Why Is India So Corrupt? Understanding Anna Hazare’s Corruption Show - Revelation Movement

WARNING: This article is not fit for family consumption. It is intended for mature readers.

Why Is India So Corrupt?
Understanding Anna Hazare’s Corruption Show

Vishal Mangalwadi

It was about 10 pm in Hawaii on Thursday 18 August, when Kamala informed me, “Anna Hazare just left Tihar Jail in Delhi. His procession is on its way to pray at the Gandhi Samadhi.”
This was the third unsolicited briefing from Kamala that day regarding Anna Hazare’s fast against corruption. She knew every detail about how he was forcing the government of India to accept his version of the Lokpal (anti-corruption Ombudsman) Bill, his arrest and release, his refusal to come out of the Jail except on his own terms, and now his march to pray at Gandhi’s grave before sitting at a fast, Gandhi-style.
“Has our government become just as bad as the British Raj that we need another Gandhi?” I teased Kamala. “You seem to be glued to the TV, as though this was a Cricket match.”
“I’m not!” she protested a bit embarrassed. “I’m telling you because my sister just called me.”
“Why is she glued?”
“She’s so mad at corruption that she wants to shoot every corrupt man, if she could.”
“But why? She’s always come across to me as a quiet, simple woman; why would she want to become a terrorist?”
“I can’t tell you,” said Kamala, “she made me promise her.”
That really aroused my curiosity: but to get Kamala to break her promise to her sister, I had to become seriously interested.
“Usha is enthused about Anna, because corruption has ruined her life.”
= = = =
**Tasks**
1. According to the article on corruption in India, where was Anna Hazare's procession heading after he left Tihar Jail?
2. Rewrite the part of the corruption article that opens with the words containing "Why Is India So Corrupt? Understanding" and closes with "for mature readers.", putting "the activist" in place of "Anna Hazare".
3. Summarize the article on corruption in India in two sentences.
= = = =
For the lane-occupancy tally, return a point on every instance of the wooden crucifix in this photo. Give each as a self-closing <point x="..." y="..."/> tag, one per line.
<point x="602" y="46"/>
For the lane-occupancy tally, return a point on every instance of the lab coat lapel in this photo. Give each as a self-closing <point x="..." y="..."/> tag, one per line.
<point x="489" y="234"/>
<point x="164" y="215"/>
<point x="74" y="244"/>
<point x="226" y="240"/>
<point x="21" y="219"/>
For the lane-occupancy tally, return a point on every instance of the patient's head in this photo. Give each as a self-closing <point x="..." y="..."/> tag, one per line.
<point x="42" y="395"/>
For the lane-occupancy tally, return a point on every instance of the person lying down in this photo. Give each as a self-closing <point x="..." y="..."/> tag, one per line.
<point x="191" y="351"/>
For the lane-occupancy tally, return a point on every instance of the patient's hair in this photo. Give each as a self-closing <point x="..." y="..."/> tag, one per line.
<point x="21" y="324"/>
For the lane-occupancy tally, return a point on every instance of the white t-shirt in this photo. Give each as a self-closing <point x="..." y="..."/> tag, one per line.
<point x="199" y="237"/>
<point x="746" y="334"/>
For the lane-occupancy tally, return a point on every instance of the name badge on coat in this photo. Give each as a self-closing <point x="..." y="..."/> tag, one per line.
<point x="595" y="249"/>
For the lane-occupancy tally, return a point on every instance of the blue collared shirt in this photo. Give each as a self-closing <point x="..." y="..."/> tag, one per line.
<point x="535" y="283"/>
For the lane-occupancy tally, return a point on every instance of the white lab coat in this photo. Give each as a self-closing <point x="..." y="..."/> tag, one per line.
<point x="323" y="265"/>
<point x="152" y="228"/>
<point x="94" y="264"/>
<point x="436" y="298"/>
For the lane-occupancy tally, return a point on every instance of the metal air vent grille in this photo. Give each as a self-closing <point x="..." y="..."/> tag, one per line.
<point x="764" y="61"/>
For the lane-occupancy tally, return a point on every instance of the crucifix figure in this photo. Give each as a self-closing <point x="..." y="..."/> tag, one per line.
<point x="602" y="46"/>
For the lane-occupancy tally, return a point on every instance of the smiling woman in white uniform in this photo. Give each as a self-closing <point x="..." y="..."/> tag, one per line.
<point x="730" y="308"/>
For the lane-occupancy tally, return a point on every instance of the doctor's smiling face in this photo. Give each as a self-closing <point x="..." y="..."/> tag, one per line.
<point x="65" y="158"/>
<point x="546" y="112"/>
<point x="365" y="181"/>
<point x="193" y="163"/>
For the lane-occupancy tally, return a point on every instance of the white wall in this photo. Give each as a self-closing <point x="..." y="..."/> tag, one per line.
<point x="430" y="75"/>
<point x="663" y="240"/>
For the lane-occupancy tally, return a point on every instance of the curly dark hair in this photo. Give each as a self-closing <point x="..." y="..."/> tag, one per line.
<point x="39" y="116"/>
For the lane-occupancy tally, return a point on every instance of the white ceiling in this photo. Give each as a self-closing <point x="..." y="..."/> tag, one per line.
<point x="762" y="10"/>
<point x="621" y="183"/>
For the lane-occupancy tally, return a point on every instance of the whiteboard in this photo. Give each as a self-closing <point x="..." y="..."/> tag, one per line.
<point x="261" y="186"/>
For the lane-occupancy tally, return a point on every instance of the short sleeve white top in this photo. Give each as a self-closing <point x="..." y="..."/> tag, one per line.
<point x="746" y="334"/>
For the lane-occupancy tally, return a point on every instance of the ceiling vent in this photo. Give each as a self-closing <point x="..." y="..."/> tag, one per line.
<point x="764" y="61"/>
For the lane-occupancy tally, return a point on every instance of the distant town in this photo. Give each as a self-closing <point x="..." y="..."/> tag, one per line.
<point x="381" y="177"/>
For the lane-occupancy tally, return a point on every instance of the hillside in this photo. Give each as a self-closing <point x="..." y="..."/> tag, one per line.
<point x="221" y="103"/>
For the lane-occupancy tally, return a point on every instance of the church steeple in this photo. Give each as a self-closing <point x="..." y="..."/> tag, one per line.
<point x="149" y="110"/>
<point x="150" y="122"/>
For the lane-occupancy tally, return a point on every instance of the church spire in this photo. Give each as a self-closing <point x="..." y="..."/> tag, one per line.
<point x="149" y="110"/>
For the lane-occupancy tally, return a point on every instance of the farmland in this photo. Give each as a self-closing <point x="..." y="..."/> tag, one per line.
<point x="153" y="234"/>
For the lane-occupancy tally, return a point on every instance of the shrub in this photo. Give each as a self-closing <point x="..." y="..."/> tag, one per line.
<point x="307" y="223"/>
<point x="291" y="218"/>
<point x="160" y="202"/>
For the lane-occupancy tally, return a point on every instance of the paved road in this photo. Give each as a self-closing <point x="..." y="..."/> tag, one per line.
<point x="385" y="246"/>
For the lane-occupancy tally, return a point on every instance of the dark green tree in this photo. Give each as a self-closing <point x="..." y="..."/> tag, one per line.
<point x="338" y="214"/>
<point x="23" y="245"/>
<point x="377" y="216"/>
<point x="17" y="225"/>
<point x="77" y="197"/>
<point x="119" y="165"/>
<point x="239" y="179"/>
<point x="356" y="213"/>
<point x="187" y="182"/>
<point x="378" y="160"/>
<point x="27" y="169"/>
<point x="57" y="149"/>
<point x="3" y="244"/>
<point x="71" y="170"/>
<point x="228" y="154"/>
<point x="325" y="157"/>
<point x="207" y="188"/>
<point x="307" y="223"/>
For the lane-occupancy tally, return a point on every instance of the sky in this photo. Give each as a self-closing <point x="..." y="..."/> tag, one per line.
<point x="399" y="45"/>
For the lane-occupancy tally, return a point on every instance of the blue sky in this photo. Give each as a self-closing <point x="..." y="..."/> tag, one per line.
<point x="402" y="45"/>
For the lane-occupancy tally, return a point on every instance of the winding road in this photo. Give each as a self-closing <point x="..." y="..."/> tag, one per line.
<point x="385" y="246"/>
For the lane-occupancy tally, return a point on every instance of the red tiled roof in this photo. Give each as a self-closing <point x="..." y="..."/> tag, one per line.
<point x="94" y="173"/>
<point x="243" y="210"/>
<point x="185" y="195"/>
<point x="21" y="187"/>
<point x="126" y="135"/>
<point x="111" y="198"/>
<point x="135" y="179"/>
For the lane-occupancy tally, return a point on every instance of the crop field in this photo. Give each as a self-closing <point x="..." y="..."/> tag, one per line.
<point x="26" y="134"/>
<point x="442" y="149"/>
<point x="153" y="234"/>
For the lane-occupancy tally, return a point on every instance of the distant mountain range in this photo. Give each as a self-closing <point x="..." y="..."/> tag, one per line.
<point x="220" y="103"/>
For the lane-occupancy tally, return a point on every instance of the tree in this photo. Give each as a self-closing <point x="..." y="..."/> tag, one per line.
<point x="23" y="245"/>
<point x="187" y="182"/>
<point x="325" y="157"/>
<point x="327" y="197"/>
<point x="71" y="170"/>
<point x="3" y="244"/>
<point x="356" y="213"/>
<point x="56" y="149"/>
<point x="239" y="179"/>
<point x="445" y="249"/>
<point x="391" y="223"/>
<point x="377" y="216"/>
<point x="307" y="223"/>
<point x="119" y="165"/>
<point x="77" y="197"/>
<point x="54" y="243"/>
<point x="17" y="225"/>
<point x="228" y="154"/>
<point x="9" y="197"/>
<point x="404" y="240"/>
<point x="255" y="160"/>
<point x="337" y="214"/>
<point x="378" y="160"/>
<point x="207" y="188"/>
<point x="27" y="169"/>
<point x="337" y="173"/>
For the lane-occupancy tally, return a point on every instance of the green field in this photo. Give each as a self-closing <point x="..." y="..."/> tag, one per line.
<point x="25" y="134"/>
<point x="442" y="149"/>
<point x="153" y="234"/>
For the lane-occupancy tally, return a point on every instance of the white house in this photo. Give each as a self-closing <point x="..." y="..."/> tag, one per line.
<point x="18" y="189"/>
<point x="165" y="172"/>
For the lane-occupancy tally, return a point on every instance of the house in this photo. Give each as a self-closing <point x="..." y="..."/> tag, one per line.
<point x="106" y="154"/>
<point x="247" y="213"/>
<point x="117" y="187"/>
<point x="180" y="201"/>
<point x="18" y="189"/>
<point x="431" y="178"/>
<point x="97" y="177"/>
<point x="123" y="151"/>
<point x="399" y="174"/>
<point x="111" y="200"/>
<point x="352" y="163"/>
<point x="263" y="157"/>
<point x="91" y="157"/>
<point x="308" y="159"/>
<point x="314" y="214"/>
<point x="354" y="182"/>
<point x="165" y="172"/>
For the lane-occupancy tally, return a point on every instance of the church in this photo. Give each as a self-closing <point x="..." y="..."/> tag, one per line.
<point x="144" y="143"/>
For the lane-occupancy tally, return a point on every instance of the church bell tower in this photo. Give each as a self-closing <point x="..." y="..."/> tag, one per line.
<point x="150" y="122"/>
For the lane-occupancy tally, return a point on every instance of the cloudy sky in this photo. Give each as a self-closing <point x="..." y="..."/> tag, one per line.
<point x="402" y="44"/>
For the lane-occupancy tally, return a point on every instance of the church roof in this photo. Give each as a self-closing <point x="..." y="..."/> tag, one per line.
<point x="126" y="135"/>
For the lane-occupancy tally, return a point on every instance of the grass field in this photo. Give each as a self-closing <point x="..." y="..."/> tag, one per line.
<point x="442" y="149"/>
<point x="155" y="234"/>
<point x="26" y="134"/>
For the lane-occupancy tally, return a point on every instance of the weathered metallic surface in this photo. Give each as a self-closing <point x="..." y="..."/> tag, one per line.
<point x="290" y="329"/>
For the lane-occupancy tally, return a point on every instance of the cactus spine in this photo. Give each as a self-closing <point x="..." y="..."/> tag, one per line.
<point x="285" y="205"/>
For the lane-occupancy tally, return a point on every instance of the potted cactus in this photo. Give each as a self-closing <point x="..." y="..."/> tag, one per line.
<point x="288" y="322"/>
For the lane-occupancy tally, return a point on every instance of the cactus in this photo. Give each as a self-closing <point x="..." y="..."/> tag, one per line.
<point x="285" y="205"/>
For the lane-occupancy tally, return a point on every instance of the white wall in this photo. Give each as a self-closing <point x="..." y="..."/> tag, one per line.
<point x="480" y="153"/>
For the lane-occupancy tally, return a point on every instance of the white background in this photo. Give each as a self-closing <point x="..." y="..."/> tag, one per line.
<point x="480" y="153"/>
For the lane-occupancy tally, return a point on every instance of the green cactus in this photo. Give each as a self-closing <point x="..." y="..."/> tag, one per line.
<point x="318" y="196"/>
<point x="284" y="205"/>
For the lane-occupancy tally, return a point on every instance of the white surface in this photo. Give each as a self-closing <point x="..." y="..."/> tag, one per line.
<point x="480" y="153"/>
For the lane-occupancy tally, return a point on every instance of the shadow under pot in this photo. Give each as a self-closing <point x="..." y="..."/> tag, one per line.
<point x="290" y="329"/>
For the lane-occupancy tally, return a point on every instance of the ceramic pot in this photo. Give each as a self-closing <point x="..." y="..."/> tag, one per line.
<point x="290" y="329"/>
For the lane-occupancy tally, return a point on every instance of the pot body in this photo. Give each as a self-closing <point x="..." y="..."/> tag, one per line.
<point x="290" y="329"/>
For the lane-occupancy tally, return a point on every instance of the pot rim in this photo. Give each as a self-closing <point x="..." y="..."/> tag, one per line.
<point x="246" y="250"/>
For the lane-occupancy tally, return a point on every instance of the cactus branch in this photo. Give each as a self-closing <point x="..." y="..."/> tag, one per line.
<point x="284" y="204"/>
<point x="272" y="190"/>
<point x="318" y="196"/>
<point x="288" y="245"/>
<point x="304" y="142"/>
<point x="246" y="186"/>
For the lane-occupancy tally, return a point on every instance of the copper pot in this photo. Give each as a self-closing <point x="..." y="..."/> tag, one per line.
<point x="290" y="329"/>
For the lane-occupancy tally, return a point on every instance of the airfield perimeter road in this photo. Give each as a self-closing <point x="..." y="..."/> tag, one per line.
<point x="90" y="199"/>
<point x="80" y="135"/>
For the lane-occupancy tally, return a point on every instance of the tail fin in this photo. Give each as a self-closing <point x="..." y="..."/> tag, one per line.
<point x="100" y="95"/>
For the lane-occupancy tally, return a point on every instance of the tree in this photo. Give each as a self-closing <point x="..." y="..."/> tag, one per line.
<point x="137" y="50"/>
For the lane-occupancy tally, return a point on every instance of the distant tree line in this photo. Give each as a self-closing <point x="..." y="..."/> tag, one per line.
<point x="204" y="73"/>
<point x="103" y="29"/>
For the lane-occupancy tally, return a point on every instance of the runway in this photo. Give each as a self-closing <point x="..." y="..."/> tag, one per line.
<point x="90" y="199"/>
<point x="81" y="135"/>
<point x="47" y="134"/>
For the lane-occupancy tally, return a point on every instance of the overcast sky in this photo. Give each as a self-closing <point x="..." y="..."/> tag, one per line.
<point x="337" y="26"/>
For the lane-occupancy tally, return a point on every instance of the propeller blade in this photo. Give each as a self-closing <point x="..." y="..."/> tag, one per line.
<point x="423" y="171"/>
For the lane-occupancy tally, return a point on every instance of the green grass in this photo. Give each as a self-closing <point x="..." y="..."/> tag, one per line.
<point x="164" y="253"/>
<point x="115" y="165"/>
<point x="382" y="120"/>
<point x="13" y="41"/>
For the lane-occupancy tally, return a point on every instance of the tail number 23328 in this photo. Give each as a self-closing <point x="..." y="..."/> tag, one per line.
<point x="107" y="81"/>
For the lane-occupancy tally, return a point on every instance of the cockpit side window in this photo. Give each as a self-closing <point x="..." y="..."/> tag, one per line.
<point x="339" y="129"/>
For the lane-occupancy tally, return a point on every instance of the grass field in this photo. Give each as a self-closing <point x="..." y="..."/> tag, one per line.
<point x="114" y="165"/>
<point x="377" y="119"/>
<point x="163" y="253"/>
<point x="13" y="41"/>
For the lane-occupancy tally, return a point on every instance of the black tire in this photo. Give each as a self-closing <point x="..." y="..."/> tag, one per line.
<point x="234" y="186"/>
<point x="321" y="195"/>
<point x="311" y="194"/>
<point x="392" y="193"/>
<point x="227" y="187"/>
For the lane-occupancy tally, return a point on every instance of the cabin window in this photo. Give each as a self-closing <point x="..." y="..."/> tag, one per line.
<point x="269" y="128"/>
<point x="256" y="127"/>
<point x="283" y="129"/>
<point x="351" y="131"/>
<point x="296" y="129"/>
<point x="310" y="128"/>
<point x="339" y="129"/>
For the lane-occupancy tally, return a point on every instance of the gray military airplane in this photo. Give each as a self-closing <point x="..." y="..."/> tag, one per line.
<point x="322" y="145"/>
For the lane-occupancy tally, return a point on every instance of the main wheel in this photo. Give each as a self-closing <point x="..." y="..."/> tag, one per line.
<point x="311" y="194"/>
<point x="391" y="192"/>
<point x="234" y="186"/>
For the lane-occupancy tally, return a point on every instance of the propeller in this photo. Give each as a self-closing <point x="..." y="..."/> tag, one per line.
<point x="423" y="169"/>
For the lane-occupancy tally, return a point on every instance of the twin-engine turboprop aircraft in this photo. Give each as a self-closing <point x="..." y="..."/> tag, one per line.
= = = =
**Answers below**
1. It was heading to pray at the Gandhi Samadhi.

2.
Why Is India So Corrupt? Understanding the activist’s Corruption Show - Revelation Movement

WARNING: This article is not fit for family consumption. It is intended for mature readers.

3. Kamala gave the writer several unsolicited briefings on Anna Hazare's fast against corruption, including his release from Tihar Jail and his march to pray at Gandhi's grave. When teased about it, she said her sister Usha, whose life corruption had ruined, was enthused about Anna and so angry at corruption that she wanted to shoot every corrupt man.